(Segmentation mask data)
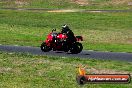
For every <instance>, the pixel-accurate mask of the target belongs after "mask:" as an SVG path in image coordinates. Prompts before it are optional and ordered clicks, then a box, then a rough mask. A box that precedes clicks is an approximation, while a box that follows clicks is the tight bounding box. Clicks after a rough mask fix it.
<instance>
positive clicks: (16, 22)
mask: <svg viewBox="0 0 132 88" xmlns="http://www.w3.org/2000/svg"><path fill="white" fill-rule="evenodd" d="M64 23H68V24H70V25H69V26H70V27H71V29H72V30H73V32H74V33H75V34H76V35H82V36H83V38H84V41H83V42H82V43H83V46H84V49H90V50H101V51H116V52H132V13H46V12H29V11H4V10H1V11H0V43H1V44H12V45H26V46H40V44H41V41H42V40H44V39H45V38H46V36H47V34H48V33H49V32H50V31H51V29H52V28H57V29H58V31H59V30H60V28H61V25H62V24H64Z"/></svg>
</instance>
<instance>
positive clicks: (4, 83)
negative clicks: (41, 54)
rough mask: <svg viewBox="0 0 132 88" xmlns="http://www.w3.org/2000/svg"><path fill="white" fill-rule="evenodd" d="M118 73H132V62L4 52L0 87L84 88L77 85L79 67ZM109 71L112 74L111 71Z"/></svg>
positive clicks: (90, 87)
mask: <svg viewBox="0 0 132 88" xmlns="http://www.w3.org/2000/svg"><path fill="white" fill-rule="evenodd" d="M80 64H82V65H83V66H87V72H88V73H89V72H90V70H91V69H93V68H94V69H96V71H95V70H94V72H97V70H100V71H104V72H106V73H108V72H118V73H123V72H124V73H125V72H126V73H132V69H131V68H132V63H131V62H120V61H111V60H95V59H90V58H89V59H88V58H87V59H81V58H60V57H50V56H34V55H29V54H15V53H4V52H0V79H1V80H0V87H2V88H5V87H6V88H14V87H15V88H20V87H23V88H33V87H34V88H36V87H37V88H51V87H54V88H62V87H65V88H75V87H76V88H80V86H79V85H78V84H77V83H76V74H77V68H76V67H77V66H78V65H80ZM108 70H109V71H108ZM82 87H83V88H87V87H89V88H97V87H98V88H106V87H107V88H112V87H114V88H131V87H132V83H130V84H86V85H84V86H82Z"/></svg>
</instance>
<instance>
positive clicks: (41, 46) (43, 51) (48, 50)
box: [40, 42, 51, 52]
mask: <svg viewBox="0 0 132 88" xmlns="http://www.w3.org/2000/svg"><path fill="white" fill-rule="evenodd" d="M40 48H41V50H42V51H43V52H49V51H50V50H51V49H50V47H49V46H47V45H46V43H45V42H43V43H42V44H41V46H40Z"/></svg>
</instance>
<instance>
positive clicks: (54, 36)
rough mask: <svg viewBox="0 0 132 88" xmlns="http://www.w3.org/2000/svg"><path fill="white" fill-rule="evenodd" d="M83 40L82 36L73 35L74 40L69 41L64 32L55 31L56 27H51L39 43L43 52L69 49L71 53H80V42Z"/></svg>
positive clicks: (80, 47)
mask: <svg viewBox="0 0 132 88" xmlns="http://www.w3.org/2000/svg"><path fill="white" fill-rule="evenodd" d="M78 41H83V39H82V36H75V41H74V42H73V41H70V40H69V39H68V36H67V35H66V34H62V33H57V32H56V29H53V30H52V32H51V33H49V34H48V36H47V39H46V40H45V41H44V42H43V43H42V44H41V46H40V48H41V50H42V51H44V52H49V51H50V50H53V51H64V52H68V51H70V52H71V53H73V54H77V53H80V52H81V51H82V49H83V46H82V44H81V43H80V42H78Z"/></svg>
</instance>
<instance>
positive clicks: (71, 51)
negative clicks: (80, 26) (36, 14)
mask: <svg viewBox="0 0 132 88" xmlns="http://www.w3.org/2000/svg"><path fill="white" fill-rule="evenodd" d="M82 49H83V46H82V44H81V43H79V42H76V43H74V44H73V45H72V47H71V49H70V52H71V53H72V54H77V53H80V52H81V51H82Z"/></svg>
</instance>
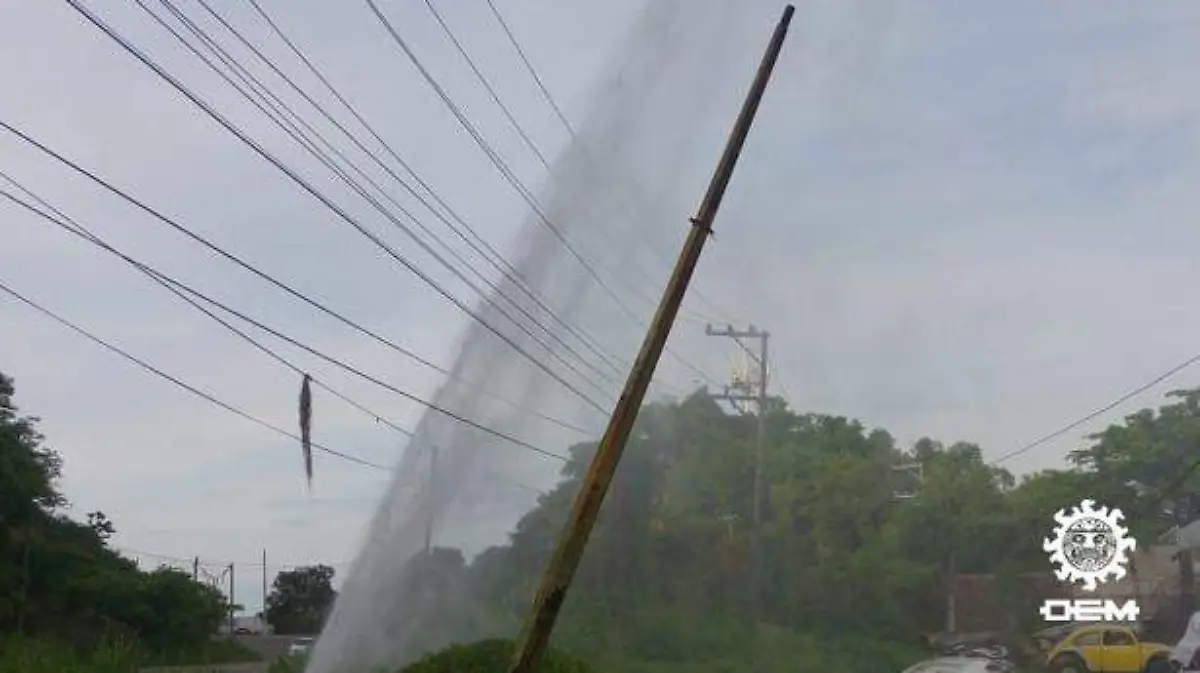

Problem description: Copy out only the lines above from the one with "negative clicks: (41, 54)" to the one with "positive clicks: (41, 46) (43, 51) (48, 50)", inclusive, exactly as they stand.

Solution to the exercise:
negative clicks: (41, 54)
rough mask: <svg viewBox="0 0 132 88" xmlns="http://www.w3.org/2000/svg"><path fill="white" fill-rule="evenodd" d="M118 73H132V62L4 52L0 87L84 88L77 85L79 67ZM109 71L112 74L111 71Z"/></svg>
positive clicks: (90, 87)
mask: <svg viewBox="0 0 132 88" xmlns="http://www.w3.org/2000/svg"><path fill="white" fill-rule="evenodd" d="M80 64H82V65H83V66H87V72H88V73H89V72H90V70H91V69H93V68H94V69H96V71H95V70H94V72H97V70H100V71H104V72H106V73H108V72H118V73H123V72H124V73H125V72H126V73H132V69H131V68H132V63H131V62H120V61H111V60H95V59H90V58H89V59H88V58H87V59H81V58H60V57H50V56H34V55H29V54H15V53H4V52H0V79H1V80H0V87H2V88H5V87H6V88H14V87H15V88H20V87H23V88H33V87H34V88H36V87H37V88H51V87H54V88H62V87H65V88H75V87H76V88H80V86H79V85H78V84H77V83H76V74H77V68H76V67H77V66H78V65H80ZM108 70H109V71H108ZM82 87H83V88H87V87H89V88H97V87H98V88H106V87H107V88H112V87H114V88H131V87H132V83H130V84H86V85H84V86H82Z"/></svg>
</instance>
<instance>
positive clicks: (41, 46) (43, 51) (48, 50)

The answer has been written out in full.